Material shown:
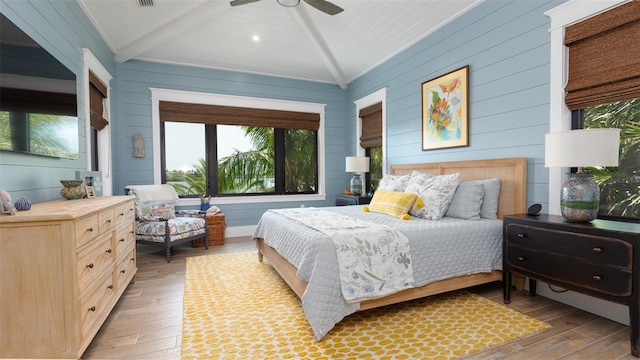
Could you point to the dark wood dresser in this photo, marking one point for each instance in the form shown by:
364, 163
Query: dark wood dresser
601, 259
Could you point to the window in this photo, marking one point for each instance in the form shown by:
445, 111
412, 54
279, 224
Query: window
619, 186
222, 151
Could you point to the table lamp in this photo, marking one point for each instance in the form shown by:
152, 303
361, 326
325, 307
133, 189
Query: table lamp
356, 165
580, 196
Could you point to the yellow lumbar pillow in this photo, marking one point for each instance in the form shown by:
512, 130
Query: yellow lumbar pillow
394, 203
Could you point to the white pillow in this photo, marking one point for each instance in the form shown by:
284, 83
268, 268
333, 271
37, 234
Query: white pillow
436, 193
489, 209
467, 201
394, 182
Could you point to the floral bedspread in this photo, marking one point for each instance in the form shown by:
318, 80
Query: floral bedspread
374, 260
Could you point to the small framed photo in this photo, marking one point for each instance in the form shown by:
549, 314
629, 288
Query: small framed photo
91, 192
5, 201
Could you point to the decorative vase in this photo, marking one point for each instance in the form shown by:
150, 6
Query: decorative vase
72, 189
23, 204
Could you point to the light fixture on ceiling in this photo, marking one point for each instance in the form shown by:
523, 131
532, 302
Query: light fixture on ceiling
289, 3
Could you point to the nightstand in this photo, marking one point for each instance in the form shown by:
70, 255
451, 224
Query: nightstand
346, 200
600, 259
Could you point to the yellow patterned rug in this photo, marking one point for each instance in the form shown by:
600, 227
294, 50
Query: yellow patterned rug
238, 308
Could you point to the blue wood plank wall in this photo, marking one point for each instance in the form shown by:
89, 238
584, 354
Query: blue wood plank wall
506, 45
62, 29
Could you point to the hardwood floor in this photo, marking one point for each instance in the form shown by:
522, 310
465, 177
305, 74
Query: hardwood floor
147, 321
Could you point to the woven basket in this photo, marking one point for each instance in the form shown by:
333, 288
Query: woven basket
217, 226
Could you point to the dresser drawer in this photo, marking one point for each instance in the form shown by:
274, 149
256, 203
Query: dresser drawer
94, 260
96, 301
125, 238
126, 268
595, 249
567, 270
86, 230
124, 213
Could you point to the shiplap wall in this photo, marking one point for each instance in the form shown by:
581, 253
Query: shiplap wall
506, 45
62, 29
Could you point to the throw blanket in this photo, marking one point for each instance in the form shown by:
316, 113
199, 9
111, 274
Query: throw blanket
373, 260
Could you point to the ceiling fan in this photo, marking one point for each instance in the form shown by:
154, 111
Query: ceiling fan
322, 5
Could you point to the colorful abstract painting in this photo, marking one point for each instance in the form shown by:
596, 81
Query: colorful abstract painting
445, 104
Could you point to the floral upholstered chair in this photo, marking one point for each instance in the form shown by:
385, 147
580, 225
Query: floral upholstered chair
158, 223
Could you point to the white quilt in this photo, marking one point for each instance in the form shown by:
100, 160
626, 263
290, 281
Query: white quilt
439, 250
374, 260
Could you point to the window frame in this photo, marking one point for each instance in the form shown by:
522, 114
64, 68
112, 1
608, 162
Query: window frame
158, 95
560, 116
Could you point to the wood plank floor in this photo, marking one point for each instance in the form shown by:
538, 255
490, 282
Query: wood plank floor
147, 321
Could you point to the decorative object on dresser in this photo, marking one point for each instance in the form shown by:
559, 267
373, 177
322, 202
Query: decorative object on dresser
159, 224
64, 266
580, 196
346, 200
72, 189
600, 259
356, 165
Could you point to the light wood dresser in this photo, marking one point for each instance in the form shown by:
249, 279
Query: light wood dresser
63, 266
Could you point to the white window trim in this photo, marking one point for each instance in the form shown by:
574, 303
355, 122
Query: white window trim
571, 12
372, 99
158, 95
90, 62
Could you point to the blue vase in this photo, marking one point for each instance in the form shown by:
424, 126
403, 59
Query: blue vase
22, 204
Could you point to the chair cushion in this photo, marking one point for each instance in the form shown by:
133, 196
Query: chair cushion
179, 228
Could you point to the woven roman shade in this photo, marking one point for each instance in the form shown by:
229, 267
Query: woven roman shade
371, 126
604, 58
231, 115
97, 94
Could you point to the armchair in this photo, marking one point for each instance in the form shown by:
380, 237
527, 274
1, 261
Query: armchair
157, 222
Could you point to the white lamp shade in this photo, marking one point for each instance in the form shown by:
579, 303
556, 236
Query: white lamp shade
357, 164
581, 148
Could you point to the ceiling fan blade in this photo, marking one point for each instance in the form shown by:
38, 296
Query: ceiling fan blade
324, 6
241, 2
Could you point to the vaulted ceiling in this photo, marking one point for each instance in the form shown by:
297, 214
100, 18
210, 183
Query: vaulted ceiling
298, 42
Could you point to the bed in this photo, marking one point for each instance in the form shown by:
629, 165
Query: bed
322, 303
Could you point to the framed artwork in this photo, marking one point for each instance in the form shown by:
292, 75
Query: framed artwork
5, 203
445, 110
91, 191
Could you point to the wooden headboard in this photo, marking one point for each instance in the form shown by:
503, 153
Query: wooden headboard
511, 171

Problem requirements:
Could you write out the records again, beginning with the line containing "Could you point to the white lamp" and continuing through the end of the records, requests included, with every coordinate in the answer points raised by 81 and the format samples in the requests left as they are?

Problem solution:
Could you point to the white lamp shade in this photo, marking one point for each instance in the form shown by:
579, 303
556, 236
Query: white lamp shade
438, 245
662, 229
Could you point to the ceiling fan blade in this photo, marking one point for each instance in the form shown by:
38, 296
Query: ceiling fan blade
405, 87
322, 83
Could you point to the vaulted ceiling in this photo, marking one point for each instance in the form shown by:
297, 214
100, 18
210, 183
Query: vaulted ceiling
379, 123
Could you point to the bed in this photo, marking one point for each instance in the form shown by:
629, 165
Query: bed
403, 384
Could you point to the framed artwork in this photo, marking one point for each instance in the form shown by:
292, 75
Query: framed artwork
86, 284
526, 191
172, 272
Could you point to the wooden headboard in this photo, marking one point for each instance in the form shown by:
503, 153
Query: wooden headboard
592, 252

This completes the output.